Prepararme un delicioso omelette a la Julia Child acompañado de un café prensado, se volvió totalmente irrelevante.

La comida inmediatamente tomó un giro existencial drástico y así como así, la teoría de la forma y materia de Aristóteles se me reveló más clara que nunca. La materia no es nada sin su forma.

En el mundo del arte he escuchado varias veces que cada obra provoca una emoción distinta en quien la observa. Ya sea admiración, rechazo o indiferencia, esa emoción se desarrolla gracias a la capacidad de transformar la materia en forma. O sea, un simple lienzo con brochazos de pintura tiene el potencial de proyectar y provocar algo en cada uno de nosotros.

Los grandes debates filosóficos en cuanto a la famosa obra de Van Gogh, “Los Zapatos” en donde autores como Heidegger llegan a la conclusión que no son solo unos zapatos, sino que muestran el desgaste y cansancio de la vida de los campesinos de la época, son el ejemplo perfecto. Heidegger muestra un razonamiento Aristotélico en donde le da forma a la materia.

Imaginemos a Heidegger tratando de entrar al debate sin poder ver la obra. Sin el sentido de la vista su opinión sería irrelevante.

> _INSTRUCCIONES_
- A) En el texto sobre la forma y la materia, ¿a qué conclusión llega Heidegger sobre "Los Zapatos" de Van Gogh?
- B) Sigue escribiendo el texto sobre la forma y la materia desde donde se queda.
Los registros no tienen nada que ver con esto.

> _DATOS_
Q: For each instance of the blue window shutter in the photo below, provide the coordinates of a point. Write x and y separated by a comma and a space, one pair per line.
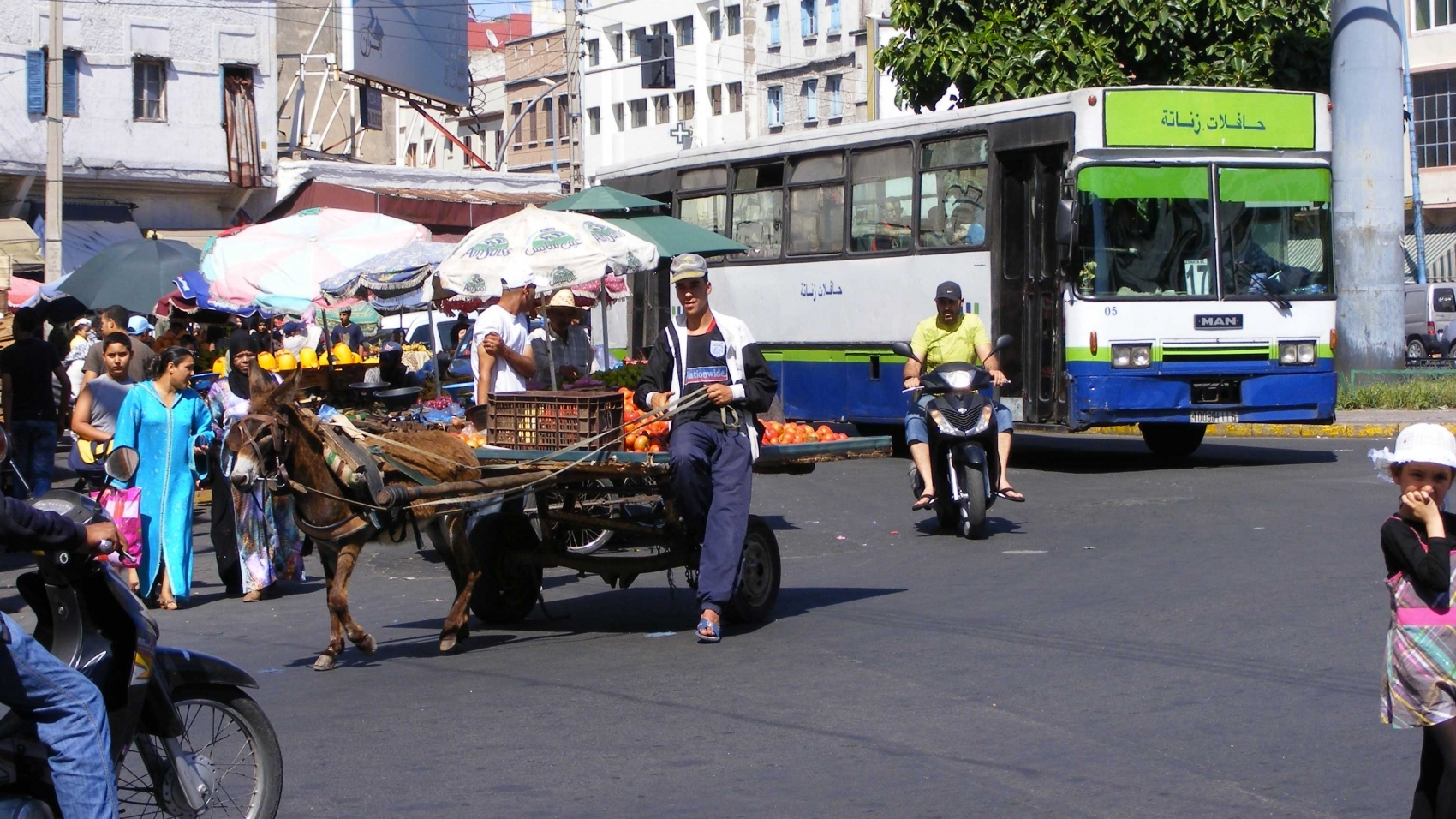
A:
70, 89
35, 82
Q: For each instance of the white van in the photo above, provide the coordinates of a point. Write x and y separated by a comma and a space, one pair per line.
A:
1429, 308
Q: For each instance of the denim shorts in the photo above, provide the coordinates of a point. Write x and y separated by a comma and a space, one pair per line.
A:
916, 430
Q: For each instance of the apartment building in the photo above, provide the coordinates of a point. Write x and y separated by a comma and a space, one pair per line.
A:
170, 112
1431, 25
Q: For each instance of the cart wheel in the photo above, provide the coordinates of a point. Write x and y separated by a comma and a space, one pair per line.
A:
759, 575
509, 584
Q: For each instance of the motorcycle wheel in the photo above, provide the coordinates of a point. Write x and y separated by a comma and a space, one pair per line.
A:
230, 731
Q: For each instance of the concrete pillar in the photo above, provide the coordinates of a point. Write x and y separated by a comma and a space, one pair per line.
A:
1369, 206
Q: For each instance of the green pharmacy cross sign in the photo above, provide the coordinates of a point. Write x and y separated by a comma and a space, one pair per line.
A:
1208, 118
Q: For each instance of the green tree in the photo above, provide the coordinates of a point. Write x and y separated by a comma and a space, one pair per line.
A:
996, 50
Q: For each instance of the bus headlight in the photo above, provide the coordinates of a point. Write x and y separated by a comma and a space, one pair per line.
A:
1296, 353
1131, 356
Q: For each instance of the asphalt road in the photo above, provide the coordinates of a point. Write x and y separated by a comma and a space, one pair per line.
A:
1140, 638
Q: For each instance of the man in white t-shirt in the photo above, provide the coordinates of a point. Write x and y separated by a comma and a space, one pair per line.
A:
501, 357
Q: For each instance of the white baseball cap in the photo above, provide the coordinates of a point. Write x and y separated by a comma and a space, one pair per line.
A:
1418, 443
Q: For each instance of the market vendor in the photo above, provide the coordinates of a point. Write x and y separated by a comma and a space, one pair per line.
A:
501, 357
347, 331
563, 346
713, 443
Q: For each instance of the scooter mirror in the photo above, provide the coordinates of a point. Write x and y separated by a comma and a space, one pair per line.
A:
121, 463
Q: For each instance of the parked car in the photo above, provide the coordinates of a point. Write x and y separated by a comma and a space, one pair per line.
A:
1429, 308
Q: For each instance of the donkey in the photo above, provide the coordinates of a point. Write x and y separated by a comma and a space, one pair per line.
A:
278, 443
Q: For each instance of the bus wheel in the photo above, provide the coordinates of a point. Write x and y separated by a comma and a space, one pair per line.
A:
1173, 440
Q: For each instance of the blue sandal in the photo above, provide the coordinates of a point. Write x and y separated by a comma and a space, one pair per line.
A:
707, 624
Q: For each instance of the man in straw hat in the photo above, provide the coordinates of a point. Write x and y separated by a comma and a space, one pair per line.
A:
713, 442
563, 346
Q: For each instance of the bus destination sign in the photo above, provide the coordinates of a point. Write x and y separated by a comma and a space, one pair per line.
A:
1208, 118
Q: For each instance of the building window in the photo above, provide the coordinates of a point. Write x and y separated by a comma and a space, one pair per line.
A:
1430, 14
149, 91
35, 69
775, 105
1433, 122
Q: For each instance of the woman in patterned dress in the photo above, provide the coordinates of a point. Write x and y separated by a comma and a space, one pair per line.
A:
270, 546
1420, 679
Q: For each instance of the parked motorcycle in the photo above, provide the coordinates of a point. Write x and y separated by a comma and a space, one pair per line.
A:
964, 461
187, 740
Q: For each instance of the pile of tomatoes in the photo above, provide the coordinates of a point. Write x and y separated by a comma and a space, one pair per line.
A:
776, 433
641, 436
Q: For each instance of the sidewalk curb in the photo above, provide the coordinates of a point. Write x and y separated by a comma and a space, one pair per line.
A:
1283, 430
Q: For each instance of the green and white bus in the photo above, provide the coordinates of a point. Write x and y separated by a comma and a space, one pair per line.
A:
1161, 254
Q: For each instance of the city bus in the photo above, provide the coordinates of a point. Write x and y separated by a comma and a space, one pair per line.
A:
1162, 255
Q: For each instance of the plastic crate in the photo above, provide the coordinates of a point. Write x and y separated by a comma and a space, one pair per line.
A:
549, 420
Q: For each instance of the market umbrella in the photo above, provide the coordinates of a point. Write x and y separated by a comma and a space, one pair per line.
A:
280, 264
134, 274
559, 249
603, 199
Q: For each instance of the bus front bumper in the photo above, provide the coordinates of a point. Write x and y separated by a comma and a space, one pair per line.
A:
1274, 398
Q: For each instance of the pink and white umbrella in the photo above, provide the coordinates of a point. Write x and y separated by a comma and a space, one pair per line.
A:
280, 264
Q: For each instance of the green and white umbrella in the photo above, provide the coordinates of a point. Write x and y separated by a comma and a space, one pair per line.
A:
557, 249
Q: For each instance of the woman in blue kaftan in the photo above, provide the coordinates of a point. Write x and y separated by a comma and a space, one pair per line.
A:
170, 426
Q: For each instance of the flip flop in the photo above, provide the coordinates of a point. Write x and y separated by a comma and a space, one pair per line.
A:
713, 627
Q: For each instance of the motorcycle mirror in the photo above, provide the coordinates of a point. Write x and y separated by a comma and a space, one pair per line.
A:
121, 463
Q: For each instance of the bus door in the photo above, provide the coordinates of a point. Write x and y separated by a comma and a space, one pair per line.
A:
1027, 296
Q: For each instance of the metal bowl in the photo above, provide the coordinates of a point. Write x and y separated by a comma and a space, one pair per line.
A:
397, 398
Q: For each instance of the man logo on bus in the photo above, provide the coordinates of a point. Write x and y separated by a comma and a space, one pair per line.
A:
603, 232
551, 239
492, 245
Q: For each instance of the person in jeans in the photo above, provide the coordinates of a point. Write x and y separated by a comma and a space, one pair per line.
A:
31, 417
69, 710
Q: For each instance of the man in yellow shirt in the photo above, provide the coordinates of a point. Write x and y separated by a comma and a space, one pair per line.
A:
951, 336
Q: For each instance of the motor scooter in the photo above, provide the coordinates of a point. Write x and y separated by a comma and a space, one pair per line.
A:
187, 740
964, 459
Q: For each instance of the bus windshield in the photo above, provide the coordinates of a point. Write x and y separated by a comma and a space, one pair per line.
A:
1274, 230
1145, 232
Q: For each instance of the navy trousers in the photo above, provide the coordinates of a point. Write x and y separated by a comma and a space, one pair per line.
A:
713, 484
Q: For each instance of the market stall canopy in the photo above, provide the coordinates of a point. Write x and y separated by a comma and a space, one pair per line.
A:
676, 236
557, 248
603, 199
134, 274
280, 264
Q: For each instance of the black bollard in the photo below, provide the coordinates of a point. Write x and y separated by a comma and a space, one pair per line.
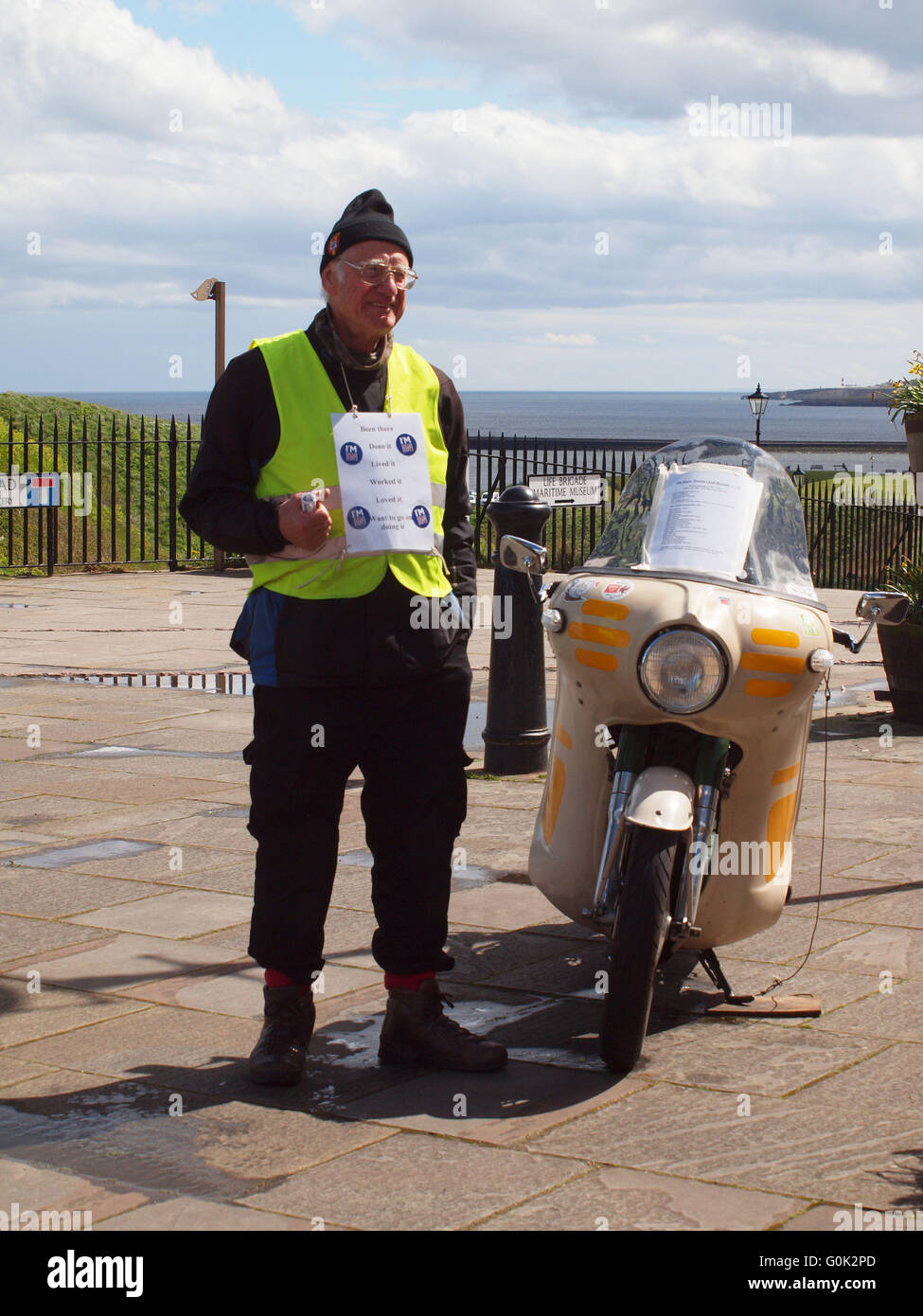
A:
516, 733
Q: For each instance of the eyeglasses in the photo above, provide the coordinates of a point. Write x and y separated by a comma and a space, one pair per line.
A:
377, 272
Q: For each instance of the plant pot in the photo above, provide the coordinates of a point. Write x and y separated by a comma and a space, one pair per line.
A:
902, 655
913, 431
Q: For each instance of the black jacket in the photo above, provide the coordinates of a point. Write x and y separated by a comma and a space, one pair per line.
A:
292, 641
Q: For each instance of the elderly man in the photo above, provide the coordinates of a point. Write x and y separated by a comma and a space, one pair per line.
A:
352, 660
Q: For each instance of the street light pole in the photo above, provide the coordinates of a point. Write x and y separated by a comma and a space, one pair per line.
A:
212, 290
757, 401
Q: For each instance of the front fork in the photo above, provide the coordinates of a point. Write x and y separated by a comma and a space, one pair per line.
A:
707, 782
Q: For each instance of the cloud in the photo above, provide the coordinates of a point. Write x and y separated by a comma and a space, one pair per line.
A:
843, 63
158, 166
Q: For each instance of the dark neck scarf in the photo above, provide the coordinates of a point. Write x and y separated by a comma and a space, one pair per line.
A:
330, 341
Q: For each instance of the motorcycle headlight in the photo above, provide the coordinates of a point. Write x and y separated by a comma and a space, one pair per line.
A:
683, 671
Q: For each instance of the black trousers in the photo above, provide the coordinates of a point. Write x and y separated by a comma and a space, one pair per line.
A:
408, 742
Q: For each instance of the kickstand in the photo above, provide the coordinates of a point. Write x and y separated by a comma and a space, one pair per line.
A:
713, 966
790, 1007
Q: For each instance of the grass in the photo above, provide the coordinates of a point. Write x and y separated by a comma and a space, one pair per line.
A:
93, 438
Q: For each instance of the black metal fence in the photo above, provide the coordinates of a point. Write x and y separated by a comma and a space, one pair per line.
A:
120, 495
849, 546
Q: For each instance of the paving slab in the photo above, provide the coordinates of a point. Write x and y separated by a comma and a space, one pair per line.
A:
418, 1183
239, 989
33, 1008
37, 1188
506, 906
499, 1109
789, 938
47, 894
169, 863
810, 1147
627, 1199
740, 1055
20, 937
885, 949
194, 1215
178, 914
112, 961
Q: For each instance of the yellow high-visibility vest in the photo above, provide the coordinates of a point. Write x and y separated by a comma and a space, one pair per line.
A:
306, 399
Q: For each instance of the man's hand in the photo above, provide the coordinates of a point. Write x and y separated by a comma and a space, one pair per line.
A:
304, 529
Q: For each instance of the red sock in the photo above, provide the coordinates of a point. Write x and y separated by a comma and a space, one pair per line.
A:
274, 978
410, 982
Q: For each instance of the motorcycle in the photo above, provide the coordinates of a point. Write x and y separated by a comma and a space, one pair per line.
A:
689, 649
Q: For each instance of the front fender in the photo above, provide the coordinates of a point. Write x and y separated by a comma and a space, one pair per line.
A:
663, 798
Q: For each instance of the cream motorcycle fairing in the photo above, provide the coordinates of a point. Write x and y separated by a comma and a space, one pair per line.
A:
765, 709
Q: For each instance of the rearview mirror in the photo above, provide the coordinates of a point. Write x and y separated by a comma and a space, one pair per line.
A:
883, 608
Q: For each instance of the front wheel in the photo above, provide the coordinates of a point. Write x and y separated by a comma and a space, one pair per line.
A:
642, 923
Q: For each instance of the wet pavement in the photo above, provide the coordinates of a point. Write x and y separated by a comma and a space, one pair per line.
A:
128, 1003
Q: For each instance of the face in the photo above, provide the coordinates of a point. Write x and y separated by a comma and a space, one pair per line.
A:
364, 312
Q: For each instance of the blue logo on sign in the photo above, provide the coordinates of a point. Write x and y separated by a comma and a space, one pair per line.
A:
359, 517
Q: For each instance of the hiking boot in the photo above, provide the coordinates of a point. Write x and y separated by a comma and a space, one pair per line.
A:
417, 1032
279, 1055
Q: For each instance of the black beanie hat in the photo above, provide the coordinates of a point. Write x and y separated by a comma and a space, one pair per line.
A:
367, 216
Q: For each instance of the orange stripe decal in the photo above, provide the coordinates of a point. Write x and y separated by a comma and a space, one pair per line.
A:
553, 799
768, 688
610, 636
772, 662
605, 608
588, 658
778, 829
780, 638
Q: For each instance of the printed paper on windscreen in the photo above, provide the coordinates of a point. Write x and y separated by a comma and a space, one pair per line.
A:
701, 520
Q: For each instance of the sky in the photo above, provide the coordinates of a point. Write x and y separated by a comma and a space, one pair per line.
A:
599, 194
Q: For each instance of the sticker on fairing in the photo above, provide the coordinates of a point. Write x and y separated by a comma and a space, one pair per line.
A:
578, 589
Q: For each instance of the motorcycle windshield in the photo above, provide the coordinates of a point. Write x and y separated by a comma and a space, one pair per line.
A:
714, 508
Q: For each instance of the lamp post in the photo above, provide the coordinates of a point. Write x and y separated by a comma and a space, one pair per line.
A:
212, 290
757, 401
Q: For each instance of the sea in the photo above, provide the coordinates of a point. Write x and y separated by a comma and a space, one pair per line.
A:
819, 437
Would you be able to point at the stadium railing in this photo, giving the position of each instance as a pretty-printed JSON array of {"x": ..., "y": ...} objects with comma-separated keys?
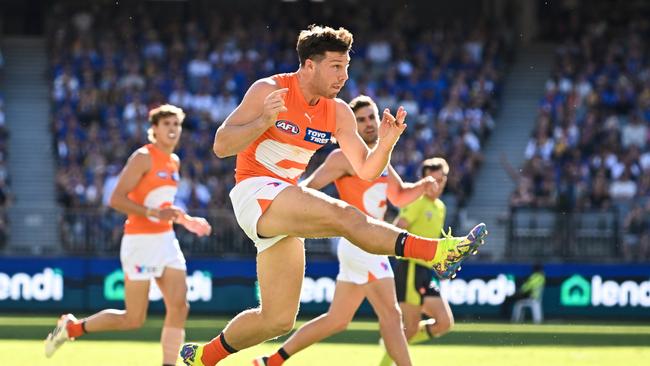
[
  {"x": 98, "y": 231},
  {"x": 536, "y": 233}
]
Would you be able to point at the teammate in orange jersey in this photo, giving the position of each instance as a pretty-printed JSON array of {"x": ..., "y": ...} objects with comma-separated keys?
[
  {"x": 145, "y": 192},
  {"x": 279, "y": 124},
  {"x": 361, "y": 274}
]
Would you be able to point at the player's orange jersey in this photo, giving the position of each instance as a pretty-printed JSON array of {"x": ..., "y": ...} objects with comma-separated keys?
[
  {"x": 283, "y": 151},
  {"x": 368, "y": 196},
  {"x": 156, "y": 189}
]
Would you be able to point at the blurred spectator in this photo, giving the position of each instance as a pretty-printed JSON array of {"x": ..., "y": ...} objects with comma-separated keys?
[
  {"x": 636, "y": 238},
  {"x": 593, "y": 122},
  {"x": 5, "y": 192}
]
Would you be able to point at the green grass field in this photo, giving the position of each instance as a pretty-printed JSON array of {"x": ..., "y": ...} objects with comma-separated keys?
[{"x": 484, "y": 344}]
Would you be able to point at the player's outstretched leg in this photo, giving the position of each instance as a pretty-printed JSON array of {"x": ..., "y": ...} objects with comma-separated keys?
[
  {"x": 319, "y": 215},
  {"x": 59, "y": 334},
  {"x": 452, "y": 251}
]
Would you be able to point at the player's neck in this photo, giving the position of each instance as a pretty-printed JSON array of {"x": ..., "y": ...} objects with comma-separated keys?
[
  {"x": 310, "y": 97},
  {"x": 164, "y": 148}
]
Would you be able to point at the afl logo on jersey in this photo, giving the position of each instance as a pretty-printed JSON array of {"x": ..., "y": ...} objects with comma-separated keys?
[{"x": 287, "y": 127}]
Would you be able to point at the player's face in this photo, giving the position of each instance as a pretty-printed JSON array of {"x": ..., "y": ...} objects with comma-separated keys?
[
  {"x": 168, "y": 130},
  {"x": 331, "y": 73},
  {"x": 440, "y": 177},
  {"x": 368, "y": 124}
]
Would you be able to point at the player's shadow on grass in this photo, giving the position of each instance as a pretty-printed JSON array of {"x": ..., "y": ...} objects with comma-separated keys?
[{"x": 460, "y": 338}]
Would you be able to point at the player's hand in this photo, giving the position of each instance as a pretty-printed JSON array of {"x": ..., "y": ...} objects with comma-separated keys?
[
  {"x": 167, "y": 214},
  {"x": 431, "y": 185},
  {"x": 198, "y": 226},
  {"x": 273, "y": 105},
  {"x": 391, "y": 127}
]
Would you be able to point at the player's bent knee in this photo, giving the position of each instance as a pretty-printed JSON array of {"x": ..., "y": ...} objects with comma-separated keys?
[
  {"x": 410, "y": 330},
  {"x": 282, "y": 326},
  {"x": 132, "y": 323},
  {"x": 390, "y": 313},
  {"x": 348, "y": 219},
  {"x": 179, "y": 309},
  {"x": 340, "y": 325}
]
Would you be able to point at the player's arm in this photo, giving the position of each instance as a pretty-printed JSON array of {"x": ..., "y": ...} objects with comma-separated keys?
[
  {"x": 401, "y": 194},
  {"x": 334, "y": 167},
  {"x": 138, "y": 165},
  {"x": 194, "y": 224},
  {"x": 254, "y": 115},
  {"x": 367, "y": 164}
]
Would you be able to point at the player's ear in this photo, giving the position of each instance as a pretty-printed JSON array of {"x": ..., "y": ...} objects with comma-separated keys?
[{"x": 310, "y": 64}]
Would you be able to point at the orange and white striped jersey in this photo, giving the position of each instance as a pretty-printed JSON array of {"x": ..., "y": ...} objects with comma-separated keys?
[
  {"x": 368, "y": 196},
  {"x": 283, "y": 151},
  {"x": 156, "y": 189}
]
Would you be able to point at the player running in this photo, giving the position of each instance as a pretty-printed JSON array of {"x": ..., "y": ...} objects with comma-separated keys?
[
  {"x": 361, "y": 274},
  {"x": 417, "y": 293},
  {"x": 278, "y": 126},
  {"x": 145, "y": 192}
]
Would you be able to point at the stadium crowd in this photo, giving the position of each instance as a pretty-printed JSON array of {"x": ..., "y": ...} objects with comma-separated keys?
[
  {"x": 109, "y": 68},
  {"x": 592, "y": 130},
  {"x": 5, "y": 192}
]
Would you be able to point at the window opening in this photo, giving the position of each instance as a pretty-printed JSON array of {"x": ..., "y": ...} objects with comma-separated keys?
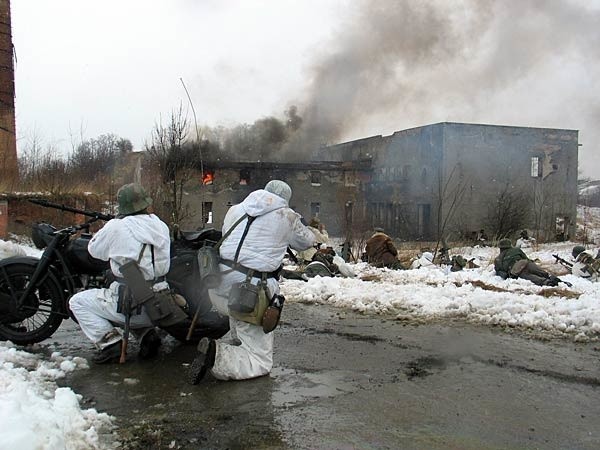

> _RESPUESTAS_
- A) Que no son solo unos zapatos, sino que muestran el desgaste y cansancio de la vida de los campesinos de la época.

- B)
Así me siento en estos días que trato de entrarle al debate filosófico de los sabores, ahora sin el sentido del gusto.

La forma detrás de la comida es realmente asombrosa. Así como el arte causa una emoción, un platillo tiene el mismo poder. Es capaz de transformar a través de sus sabores el estado de ánimo de toda una mesa de comensales, de suavizar una conversación álgida, incitar debates, regresar de la muerte a seres queridos a través de los recuerdos o hasta compartir historias esculpidas alrededor de un solo ingrediente.

Cada una de estas razones por las que sentarte a la mesa y compartir alimentos con alguien se vuelve tan especial e inigualable, se me esfumaron en un instante con la pérdida del gusto. Me sacaron de una conversación de la que siempre me ha gustado ser parte.

Este verano mi familia y yo hicimos un viaje increíble en donde conocimos muchos países nuevos. El paseo tuvo de todo, pero una de mis experiencias favoritas fue haber ido a un restaurante en París en donde el ingrediente estrella era el queso.

La diversión del lugar fue pedir una tabla de quesos en donde había que comerlos en un orden específico, del más ligero al más fuerte. Resultó muy entretenido ver las diferentes reacciones de todos durante el recorrido de la tabla. El ir probando cada queso al mismo tiempo nos permitió compartir sensaciones, historias, debates, descubrimientos y emociones, muchas emociones. Unos llegaron hasta el queso número tres y otros hasta el seis, pero lo interesante fue el compartir al unísono una aventura que sucedía tan solo en el paladar.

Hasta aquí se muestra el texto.